To be done:
Write out the workshop notes again, starting with "What do you need to learn" and going on through "go of? Addictions?", but change "Strongman" to "Gatekeeper".
## Begin Provided text
Never turning back, never turning back
And so on…
~ We’re gonna name and claim the powers
~ Courage, strength and resistance
~ We will recognise and resource gifts
~ Resistance liturgy that implicates
~ Good news is relative to bad
~We honour elders gone ahead
~ We’re among a cloud of witnesses
~ Jesus can I go with you?
~ I know nothing about anything
~ I will disciple in my watershed
~ I will apprentice to the wilderness
Get into Talking Circles and discuss reflections on the week and Commitments and Conspiracies
Mountain – need to pack up all this stuff and feelings and take to the place I came from. Elijah and Moses are out of sight > one step at a time. What is manageable and measurable?
What do you need to learn about your place/watershed?
Who do you reach out to? Who is deeper in the story than you are?
Who could you create spaces like this with?
Strongman – those things deep inside that get in the way of our discipleship known to God.
Lack confidence story is interesting or good enough? Competitive? Hurt/angst? What do you need to let go of? Addictions?
Stone – God is God. God rolled away the stone. “We have a Saviour, we need a priest.” Not saviours >disciples… wherever we go, Jesus went first…
Where in your life are you struggling to believe Jesus has gone first? Hitting head against the wall instead of asking God for help? Where are you trying to be the Saviour?
…now what?
Liturgist: Rose Berger
Share Communion
Song:
A Love supreme…(repeated)
Takes us to a hard and complicated place but the invitation was simple. Invited friends to the tables… enemies too. Body broken, to feed you. Drink it. Also poured out, in a violent way… might happen to you too.
Song:
There is love [peace/life] in the blood of the Lamb
There is power [peace/life] in the blood, and the power [peace/life] is love
Sing about it until it can be realised
– Ched Myers
[Earlier this year I had the great privilege and profoundly impacting experience of attending the BCM Kinsler Institute in Oak View, California – a.k.a a clusterfest: part birthday party, part conference, part church, part action planning meeting… – it’s worth noting that I can/am only speaking to my own notes from those sessions I attended and there were generally 5-6 options for every devotional and workshop spot so this is not conclusive coverage and the mistakes are my own. If you’re interested in this kind of reading there’s many more resources, articles and stories at the Bartimaeus Cooperative Ministries (BCM) and Radical Discipleship websites]
Farm Field trip: Abundant Table sunrise ritual and CSA Harvesting
“The Abundant Table, is a sustainable, working farm that provides faith-rooted, land-based and farm-to-school experiential learning opportunities for school-aged children, youth, young adults and communities. We create greater access to sustainably grown foods for the benefit of all Ventura County residents, produced from a consciousness of ecological, social and spiritual well-being. Our mission seeks to change lives and systems by creating sustainable relationships to the land and local community.”
photo credit: Mayra Stark
Bible Study: “Jesus Disciple of the Land” Ched Myers
Watershed discipleship:
- Watershed moment.Human exploitation and abuse cannot fathom the trouble we’re in. Climate change is the ultimate expression of colonisation.
## End Provided text
## Begin Provided material
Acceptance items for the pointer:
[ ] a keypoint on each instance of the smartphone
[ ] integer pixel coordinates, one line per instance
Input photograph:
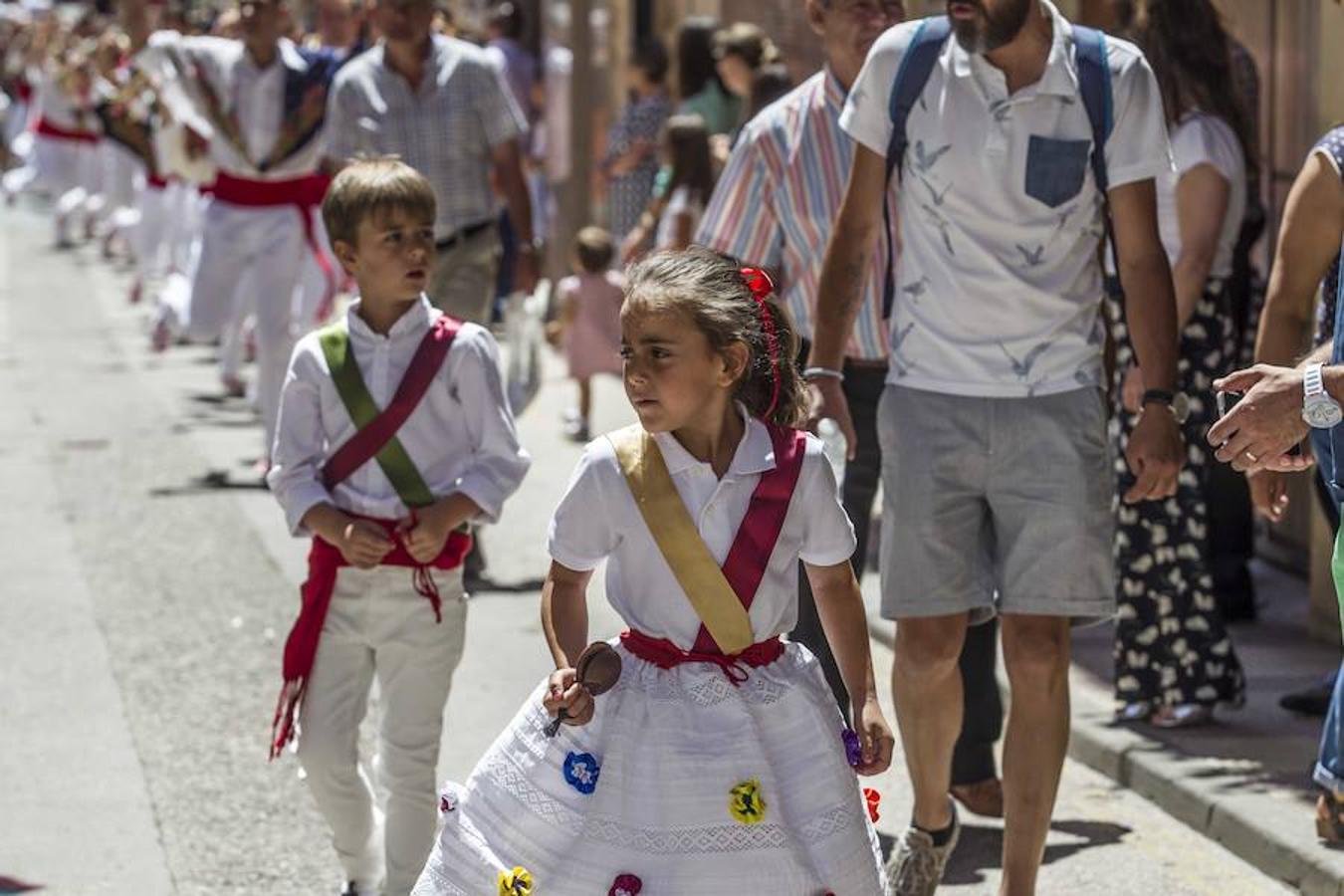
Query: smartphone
## End Provided material
Exercise result:
What do you need to learn about your place/watershed?
Who do you reach out to? Who is deeper in the story than you are?
Who could you create spaces like this with?
Gatekeeper – those things deep inside that get in the way of our discipleship known to God.
Lack confidence story is interesting or good enough? Competitive? Hurt/angst? What do you need to let go of? Addictions?